**Your goal:**
Lines from the one containing "Step 1: Look at the image. Step 2: Find stadium" through the last line of the data are to be repeated word for word, both ends included.
- Opening Delimiter -
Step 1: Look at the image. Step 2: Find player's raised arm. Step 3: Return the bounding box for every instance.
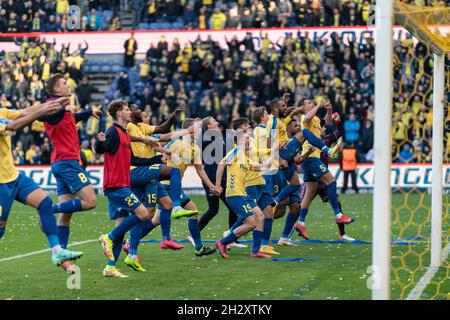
[152,105,185,134]
[304,98,325,124]
[6,98,66,131]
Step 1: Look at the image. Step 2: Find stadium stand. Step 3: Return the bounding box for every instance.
[0,0,448,166]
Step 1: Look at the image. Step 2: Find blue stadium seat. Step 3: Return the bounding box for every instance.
- Closing Delimiter -
**Exercise result:**
Step 1: Look at the image. Step 2: Find stadium stand. Step 3: Return the bounding box for every instance.
[0,0,448,166]
Step 1: Look at the image. Step 2: Find blue stadium seat. Step 3: Return the bounding box for every instance.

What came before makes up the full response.